# DO THIS:
Please repeat all of the listing exactly.

··· DATASET ···

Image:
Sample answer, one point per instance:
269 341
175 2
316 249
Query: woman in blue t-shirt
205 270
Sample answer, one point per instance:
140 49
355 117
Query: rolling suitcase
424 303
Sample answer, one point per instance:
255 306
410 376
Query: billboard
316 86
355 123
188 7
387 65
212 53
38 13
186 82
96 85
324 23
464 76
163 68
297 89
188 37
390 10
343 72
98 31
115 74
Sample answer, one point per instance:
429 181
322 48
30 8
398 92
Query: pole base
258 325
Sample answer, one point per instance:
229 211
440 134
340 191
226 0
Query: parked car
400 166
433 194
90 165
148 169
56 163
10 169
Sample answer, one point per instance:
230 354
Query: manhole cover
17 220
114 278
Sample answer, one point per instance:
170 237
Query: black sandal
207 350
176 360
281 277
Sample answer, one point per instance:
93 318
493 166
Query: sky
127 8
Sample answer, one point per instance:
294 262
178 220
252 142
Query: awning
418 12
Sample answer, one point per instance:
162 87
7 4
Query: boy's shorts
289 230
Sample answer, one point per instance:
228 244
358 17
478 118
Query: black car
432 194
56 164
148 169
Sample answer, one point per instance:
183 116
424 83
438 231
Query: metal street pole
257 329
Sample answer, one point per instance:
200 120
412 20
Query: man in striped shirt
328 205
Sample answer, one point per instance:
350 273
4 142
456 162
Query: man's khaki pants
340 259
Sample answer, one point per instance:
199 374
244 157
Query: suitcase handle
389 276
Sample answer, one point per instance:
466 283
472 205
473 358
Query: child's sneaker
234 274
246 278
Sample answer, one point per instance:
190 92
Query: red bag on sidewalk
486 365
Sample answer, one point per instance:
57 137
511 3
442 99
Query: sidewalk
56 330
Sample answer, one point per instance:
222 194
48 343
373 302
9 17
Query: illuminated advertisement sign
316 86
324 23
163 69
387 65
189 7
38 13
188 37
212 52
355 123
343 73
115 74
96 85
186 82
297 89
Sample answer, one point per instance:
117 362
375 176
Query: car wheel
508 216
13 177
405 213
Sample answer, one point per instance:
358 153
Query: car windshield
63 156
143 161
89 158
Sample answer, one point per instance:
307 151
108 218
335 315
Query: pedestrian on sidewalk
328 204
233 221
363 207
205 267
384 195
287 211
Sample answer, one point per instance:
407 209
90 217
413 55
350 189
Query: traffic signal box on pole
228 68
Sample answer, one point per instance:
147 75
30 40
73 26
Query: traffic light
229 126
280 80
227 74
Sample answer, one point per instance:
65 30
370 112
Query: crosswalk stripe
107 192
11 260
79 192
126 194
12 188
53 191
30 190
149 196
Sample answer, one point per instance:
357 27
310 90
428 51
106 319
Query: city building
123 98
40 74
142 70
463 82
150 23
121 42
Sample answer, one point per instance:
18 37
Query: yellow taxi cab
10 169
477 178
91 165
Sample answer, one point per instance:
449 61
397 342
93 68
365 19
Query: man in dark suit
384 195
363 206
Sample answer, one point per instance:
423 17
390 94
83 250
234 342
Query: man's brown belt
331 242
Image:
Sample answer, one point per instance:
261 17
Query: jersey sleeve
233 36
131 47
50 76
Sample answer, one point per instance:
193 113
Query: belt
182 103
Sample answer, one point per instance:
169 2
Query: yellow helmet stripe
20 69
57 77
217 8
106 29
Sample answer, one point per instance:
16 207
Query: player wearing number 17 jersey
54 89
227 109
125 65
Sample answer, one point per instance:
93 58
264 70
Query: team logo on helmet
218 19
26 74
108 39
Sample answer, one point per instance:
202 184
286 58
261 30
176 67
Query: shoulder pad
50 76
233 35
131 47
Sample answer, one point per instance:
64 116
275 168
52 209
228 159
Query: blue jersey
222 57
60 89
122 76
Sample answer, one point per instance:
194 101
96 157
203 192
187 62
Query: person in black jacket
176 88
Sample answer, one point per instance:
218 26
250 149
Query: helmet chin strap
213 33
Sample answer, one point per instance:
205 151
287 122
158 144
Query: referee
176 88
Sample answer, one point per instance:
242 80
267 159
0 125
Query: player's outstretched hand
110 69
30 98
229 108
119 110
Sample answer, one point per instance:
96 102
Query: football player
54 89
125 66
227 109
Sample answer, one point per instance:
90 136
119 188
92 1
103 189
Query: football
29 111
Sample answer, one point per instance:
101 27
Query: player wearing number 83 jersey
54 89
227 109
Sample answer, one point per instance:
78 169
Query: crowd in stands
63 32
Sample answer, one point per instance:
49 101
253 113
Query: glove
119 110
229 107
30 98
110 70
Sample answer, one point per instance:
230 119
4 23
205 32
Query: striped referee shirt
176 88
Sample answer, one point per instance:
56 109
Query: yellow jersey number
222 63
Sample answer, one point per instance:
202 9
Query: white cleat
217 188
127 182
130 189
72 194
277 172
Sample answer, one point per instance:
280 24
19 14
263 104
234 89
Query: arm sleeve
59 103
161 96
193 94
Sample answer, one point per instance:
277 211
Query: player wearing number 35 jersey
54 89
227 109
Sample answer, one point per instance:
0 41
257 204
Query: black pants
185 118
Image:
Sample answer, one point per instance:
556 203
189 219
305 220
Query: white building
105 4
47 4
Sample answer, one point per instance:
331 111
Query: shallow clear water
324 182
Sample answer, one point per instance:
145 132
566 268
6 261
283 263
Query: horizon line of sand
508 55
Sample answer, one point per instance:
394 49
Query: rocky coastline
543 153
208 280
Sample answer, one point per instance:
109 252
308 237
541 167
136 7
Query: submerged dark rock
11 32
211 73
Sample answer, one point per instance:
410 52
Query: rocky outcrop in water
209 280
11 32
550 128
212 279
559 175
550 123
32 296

···

# RESPONSE TO THIS TASK:
Image:
Sample answer, one point per instance:
269 341
175 2
316 249
Query: woman in blue t-shirt
205 270
Sample answer, one point per instance:
140 49
355 117
Query: rolling suitcase
424 303
Sample answer, one point per instance:
255 306
410 376
Query: billboard
316 86
355 123
188 7
387 65
212 53
38 13
186 82
96 85
324 23
464 76
163 68
297 89
188 37
390 10
343 72
98 31
115 74
Sample answer, one point per instance:
429 181
322 48
30 8
398 92
Query: pole base
258 325
Sample answer, one point per instance:
229 211
440 134
340 191
226 0
Query: parked car
400 166
433 194
90 165
148 169
56 163
10 169
Sample answer, one point per instance:
230 354
Query: manhole cover
17 220
114 278
Sample answer, one point per instance:
170 237
Query: black sandal
207 350
176 360
281 277
Sample answer, one point per instance:
93 318
493 166
Query: sky
127 8
Sample answer, one point per instance:
294 262
178 220
252 142
Query: awning
418 12
Sample answer, one point per instance:
162 87
7 4
Query: boy's shorts
289 230
Sample answer, one point per instance:
228 244
358 17
478 118
Query: black car
432 194
56 164
148 169
Sample answer, one point per instance:
183 116
424 83
438 231
Query: metal street pole
257 329
Sample answer, one point per instance:
200 120
412 20
Query: man in striped shirt
328 205
Sample answer, one point per instance:
350 273
4 142
456 162
Query: man's khaki pants
340 259
Sample answer, one point per instance:
199 374
244 157
Query: suitcase handle
389 276
Sample answer, one point per instance:
466 283
472 205
473 358
Query: child's sneaker
234 274
246 278
Sample answer, one point per instance:
190 92
Query: red bag on sidewalk
486 365
Sample answer, one point per instance:
57 137
511 3
442 99
Query: sidewalk
56 330
Sample answer, one point per instance:
222 194
48 343
373 302
9 17
Query: illuminated advertisement sign
316 86
324 23
163 69
387 65
189 7
38 13
188 37
212 52
355 123
343 73
115 74
96 85
186 82
297 89
Sample answer, one point per instance:
117 362
375 176
Query: car wheel
508 216
13 177
405 213
Sample answer, one point per instance:
358 153
Query: car windshield
63 156
143 161
89 158
Sample answer, one point per instance:
307 151
108 218
335 315
Query: pedestrian on sidewalk
328 204
233 221
363 207
205 267
384 195
287 211
Sample answer, one point per instance:
407 209
90 217
413 55
350 189
Query: traffic signal box on pole
228 68
Sample answer, one point per instance:
147 75
30 40
73 26
Query: traffic light
229 126
280 80
227 74
Sample answer, one point per instance:
65 30
370 112
Query: crosswalk stripe
107 192
11 260
79 192
126 194
12 188
53 191
30 190
149 196
Sample answer, one point per instance:
357 27
310 90
428 51
106 319
Query: city building
123 98
40 74
142 70
463 82
150 23
121 42
Sample answer, one point per instance:
18 37
Query: yellow taxi cab
10 169
477 178
91 165
Sample answer, one point per instance:
449 61
397 342
93 68
365 19
Query: man in dark suit
384 195
363 206
Sample answer, one point per instance:
423 17
390 94
83 250
234 342
Query: man's brown belt
331 242
Image:
Sample answer, one point per instance:
261 17
Query: jersey sleeve
233 36
131 47
50 76
Sample answer, one point per instance:
193 113
Query: belt
182 103
Sample answer, one point per instance:
169 2
Query: yellow helmet stripe
20 69
57 77
217 8
106 29
Sample answer, one point per instance:
16 207
Query: player wearing number 17 jersey
54 89
227 109
125 65
Sample answer, one point per instance:
93 58
264 70
Query: team logo on helmet
218 19
26 74
108 39
Sample answer, one point per instance:
202 184
286 58
261 30
176 67
Query: shoulder pad
50 76
233 35
131 47
Sample answer, one point per instance:
64 116
275 168
52 209
228 159
Query: blue jersey
222 57
60 89
122 76
Sample answer, one point per instance:
194 101
96 157
203 192
187 62
Query: person in black jacket
176 88
Sample answer, one point per instance:
218 26
250 149
Query: helmet chin strap
213 33
Sample answer, one point per instance:
205 151
287 122
158 144
Query: referee
176 88
Sample answer, one point per instance:
242 80
267 159
0 125
Query: player's outstretched hand
110 69
30 98
229 108
119 110
Sample answer, one point per instance:
96 102
Query: football player
54 89
125 66
227 109
Sample answer, one point per instance:
90 136
119 188
92 1
103 189
Query: football
29 111
Sample answer, one point per instance:
101 27
Query: player wearing number 83 jersey
54 89
227 109
Sample answer, one point per instance:
78 169
Query: crowd in stands
63 32
Sample answer, one point per instance:
49 101
253 113
Query: glove
119 110
229 107
30 98
110 70
Sample answer, one point per instance:
230 119
4 23
205 32
Query: striped referee shirt
176 88
Sample answer, one point per instance:
56 109
Query: yellow jersey number
222 63
Sample answer, one point per instance:
202 9
Query: white cleat
217 188
127 182
130 189
72 194
277 172
Sample answer, one point per instance:
280 24
19 14
263 104
234 89
Query: arm sleeve
59 103
161 96
193 94
Sample answer, one point per instance:
277 211
Query: player wearing number 35 jersey
54 89
227 109
Sample answer, one point per instance:
0 41
257 204
Query: black pants
185 118
Image:
Sample answer, one point per instance:
556 203
189 219
305 220
Query: white building
105 4
47 4
Sample answer, one point per instance:
331 111
Query: shallow clear water
324 182
Sample answer, one point per instance:
145 132
566 268
6 261
283 263
Query: horizon line of sand
508 55
Sample answer, one point per instance:
394 49
Query: rocky coastline
543 153
208 280
Sample answer, one point per instance:
109 252
308 237
541 167
136 7
Query: submerged dark rock
11 32
211 73
Sample answer, one point per instance:
410 52
Query: rocky outcrop in water
209 280
11 32
550 128
212 279
559 175
550 123
32 296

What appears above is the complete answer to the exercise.